**Exercise passage:**
++++++
I turned to my coffee date to make sense of the dichotomy. As the owner and publisher of Yeewong, Bhutan's only women's magazine, Pema Choden Tenzin has seen it all: being called a "glossy" magazine editor to not being taken seriously when she wore makeup and heels to meetings.

I asked Pema to repeat her recent performance that illustrated this sexism at Mountain Echoes, an annual literary festival in the country. I wanted to photograph it, because I thought it was a fascinating statement on social stereotypes.

She obliged and attempted to "de-glamourise" herself.


Pema Choden Tenzin, owner and publisher of Bhutan's only women's magazine.

Tying her long straight hair back, Pema took off her favourite pair of earrings (which I was delighted to hear were from Bengaluru). Next, she reached out for her bag and took out an old pair of glasses --her father's, she said -- and wore them. She didn't have a pair of heels to kick off her feet that Sunday, else that would have been part of her performance.

Staring back at me was a bespectacled face -- quite a transformation from how she had looked only minutes ago. To my mind, she appeared even more attractive. To many others, she said, she looked more "serious" and therefore more credible.

"People think just because you wear makeup, just because you like to have your hair done in a certain way -- you are a bimbo. And I've had that attitude towards me not just from men but also women," explained Pema.

Pema grew up thinking there were equal opportunities for men and women in Bhutan. But she began to question her ideas while in college. As a girl's captain at Sherubtse College, the top college in Bhutan, she thought she'd be helping women articulate themselves. Instead, she found herself responsible for making sure there was tea for everyone at college events.

"Bhutan fares better than India, Pakistan and Bangladesh on the gender inequality index... this may be one of the reasons that women in Bhutan think that things aren't quite as bad for them."

Not surprisingly, a 2010 study in Sherubtse College found that only 29% of men thought that discrimination against women was a serious concern, compared to nearly half of all the women. Women overwhelmingly thought that there needed to be changes in the country to give them equal rights.
++++++
(Referring expression pointing data)

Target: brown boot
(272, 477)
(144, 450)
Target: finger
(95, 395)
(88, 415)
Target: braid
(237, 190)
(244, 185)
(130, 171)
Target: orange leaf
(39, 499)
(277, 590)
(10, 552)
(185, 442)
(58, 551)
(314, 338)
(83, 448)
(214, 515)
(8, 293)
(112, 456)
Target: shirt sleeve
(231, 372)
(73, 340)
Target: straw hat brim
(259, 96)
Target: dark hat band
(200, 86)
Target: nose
++++++
**Activity list:**
(a) In the passage about Pema Choden Tenzin, give again the part that opens with the words containing "Not surprisingly, a" and closes with "them equal rights.", swapping "serious concern" for "major concern".
(b) Shorten the paragraph of the passage about Pema Choden Tenzin that begins "Pema grew up thinking," keeping its main facts.
(c) Go on with the passage about Pema Choden Tenzin from where it stops.

**Answers for the tasks:**
(a)
Not surprisingly, a 2010 study in Sherubtse College found that only 29% of men thought that discrimination against women was a major concern, compared to nearly half of all the women. Women overwhelmingly thought that there needed to be changes in the country to give them equal rights.

(b) Pema grew up believing Bhutan offered men and women equal opportunities, but began to doubt this in college. As girl's captain at Sherubtse College, Bhutan's top college, she expected to help women articulate themselves. Instead, she was made responsible for making sure there was tea for everyone at college events.

(c)
I struggled to reconcile the image of the free and empowered Bhutanese woman with what Pema and the stats told me. Pema diagnosed the root of my confusion. "The whole idea of Bhutanese women being matriarchs and women having all these opportunities... I don't think you grew up seeing too much of that in India."

Sure enough, Bhutan fares better than India, Pakistan and Bangladesh on the gender inequality index. Some think that this may be one of the reasons that women in Bhutan think that things aren't quite as bad for them. (Although it's also not the most gender sensitive nation in Southeast Asia. Sri Lanka and Myanmar have raced ahead of Bhutan on that parameter.)

"I would say we are do kadam agay (two steps ahead), literally," says Chador Wangmo, a children's book writer who recently wrote the novel La Ama, which delves into dark themes of incest, domestic violence and the abuse of girls at the hands of their teachers and family. "We, Bhutanese women, have remained complacent because we feel we are on a higher pedestal when compared to women in other countries."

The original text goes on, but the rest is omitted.